*** EXTRACTED INFORMATION Section Begins ***

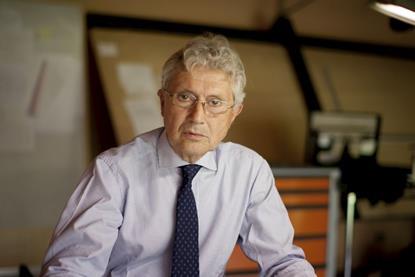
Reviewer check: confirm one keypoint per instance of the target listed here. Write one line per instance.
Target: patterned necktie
(186, 241)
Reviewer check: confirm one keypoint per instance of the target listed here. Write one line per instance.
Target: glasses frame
(203, 102)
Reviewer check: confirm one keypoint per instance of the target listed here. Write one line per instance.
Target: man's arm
(267, 234)
(84, 237)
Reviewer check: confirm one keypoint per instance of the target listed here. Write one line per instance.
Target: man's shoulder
(141, 147)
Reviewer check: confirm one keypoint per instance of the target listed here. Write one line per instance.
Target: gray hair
(210, 51)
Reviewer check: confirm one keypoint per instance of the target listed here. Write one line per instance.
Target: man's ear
(162, 103)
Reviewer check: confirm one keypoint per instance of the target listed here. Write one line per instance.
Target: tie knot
(189, 171)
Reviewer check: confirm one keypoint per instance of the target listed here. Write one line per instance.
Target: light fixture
(403, 10)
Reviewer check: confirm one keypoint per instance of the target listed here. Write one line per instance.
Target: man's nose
(197, 112)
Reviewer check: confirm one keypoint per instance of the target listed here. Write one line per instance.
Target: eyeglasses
(186, 100)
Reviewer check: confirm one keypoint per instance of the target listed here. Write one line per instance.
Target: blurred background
(330, 84)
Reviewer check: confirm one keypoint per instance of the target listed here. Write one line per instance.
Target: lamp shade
(403, 10)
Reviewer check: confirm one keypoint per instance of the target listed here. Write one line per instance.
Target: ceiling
(351, 20)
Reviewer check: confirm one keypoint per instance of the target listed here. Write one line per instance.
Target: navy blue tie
(185, 262)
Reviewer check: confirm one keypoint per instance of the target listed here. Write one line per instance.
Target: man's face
(192, 132)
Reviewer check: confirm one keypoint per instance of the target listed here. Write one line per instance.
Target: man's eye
(184, 97)
(215, 102)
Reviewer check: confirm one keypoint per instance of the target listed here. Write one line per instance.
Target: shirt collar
(168, 158)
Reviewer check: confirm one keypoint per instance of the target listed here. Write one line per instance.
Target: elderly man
(176, 200)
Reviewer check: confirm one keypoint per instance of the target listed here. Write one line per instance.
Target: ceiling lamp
(403, 10)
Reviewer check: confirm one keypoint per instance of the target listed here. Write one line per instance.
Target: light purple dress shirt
(120, 219)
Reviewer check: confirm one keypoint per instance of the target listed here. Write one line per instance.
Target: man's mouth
(193, 135)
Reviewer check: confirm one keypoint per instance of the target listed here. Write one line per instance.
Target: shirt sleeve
(267, 233)
(86, 232)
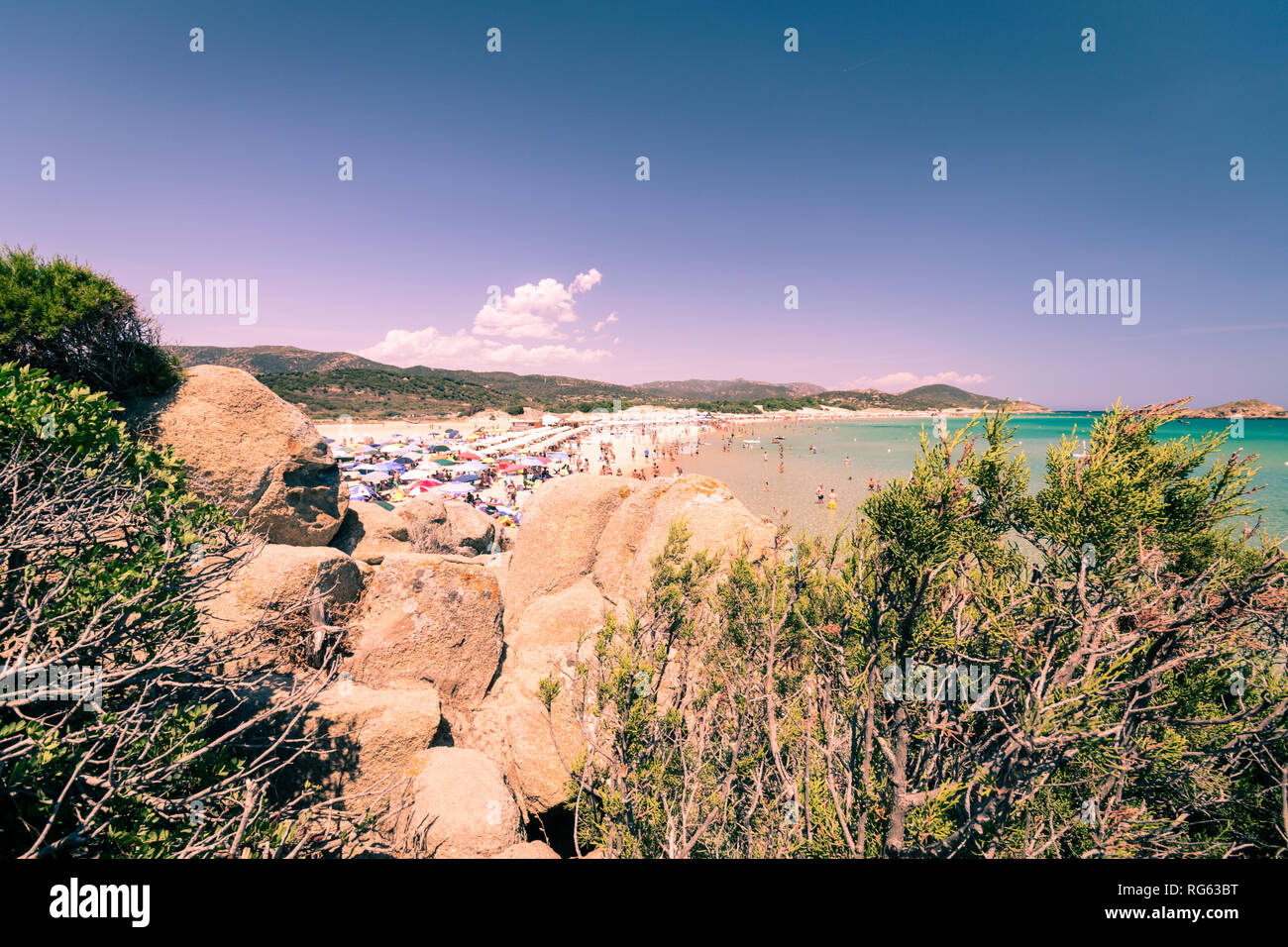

*** EXTRACTED INFORMATION Section Ends ***

--- WORK INSTRUCTIONS ---
Write out the material above precisely, leaving each picture behind.

--- COMPLETED EXERCISE ---
Reviewer check: confirm one keypoint per instance of the target listed here. Write one line per instance.
Target: patterned necktie
(186, 241)
Reviewer check: confirm one keypoint per instance of the target listed here. Write one line per instance.
Target: glasses frame
(203, 102)
Reviewer check: confirm one keypoint per instance of the target listed here. Write one line per instance.
Target: man's arm
(267, 234)
(84, 237)
Reviewer check: confirm one keypoint per instance of the target listed here. Write one line per instance.
Target: man's shoulder
(141, 147)
Reviewer check: confirm one keypoint per instance of the target listed here. Write one line per instance.
Target: gray hair
(210, 51)
Reviewer check: confirm one keypoint per instance of the target listed here. Write one line per instance.
Target: man's ear
(162, 103)
Reviewer check: confirm one keypoint per instance of the target listed here. Write one line per instance.
Target: tie knot
(189, 171)
Reviewer check: confirm one keypoint per instance of the target listed here. Write one line per instance.
Target: light fixture
(403, 10)
Reviewer check: confirm one keypoint per instance of the target listed here. Write one line per instance.
Target: man's nose
(197, 112)
Reviewer check: confirm one keypoint per instance of the target listed here. Write one line per instance.
Target: eyeglasses
(186, 100)
Reviewer check: confirm one keypoint per instance of the target listed here. Write one line per instance.
Target: blurred background
(330, 84)
Reviewer check: confirm one keypoint per instance of the target listed here. Write one line per instance.
Target: lamp shade
(403, 10)
Reviewer check: confirm one keypoint per instance of the target listed here. Write one line per instance.
Target: ceiling
(351, 20)
Reviewer check: confirm one keypoint per instance of the target listed here. Write one line per instance.
Target: navy blue tie
(185, 262)
Reviewer check: confirm one keypoint per instance of the target listed here. Write one line per instance.
Target: man's face
(192, 132)
Reviewer check: confirm one keypoint per instance of the target listed here. Write one line per instance.
Target: man's eye
(184, 97)
(215, 102)
Reviewer check: confirm one keypoint per instance of the target listed here. Write one line per instance.
Target: shirt collar
(168, 158)
Reviewer check: confirm one keypoint per instance of the target listed here. Write one line per instance.
Target: elderly man
(176, 200)
Reviewer check: confirm one keypoint per instance of the target listed here. Write one line per instance.
Target: ceiling lamp
(403, 10)
Reviewer check: confirm one keypoint per instance of the target listed here. Write one line per instance.
Target: light purple dress shirt
(120, 219)
Reviewer check: confirm one keypoint per instance of the target listed here. Write one line per instance.
Target: man's mouth
(193, 135)
Reviewer check: confirm one keypoint per instance of the target listed here. Write one line per instance.
Target: shirt sleeve
(267, 233)
(86, 232)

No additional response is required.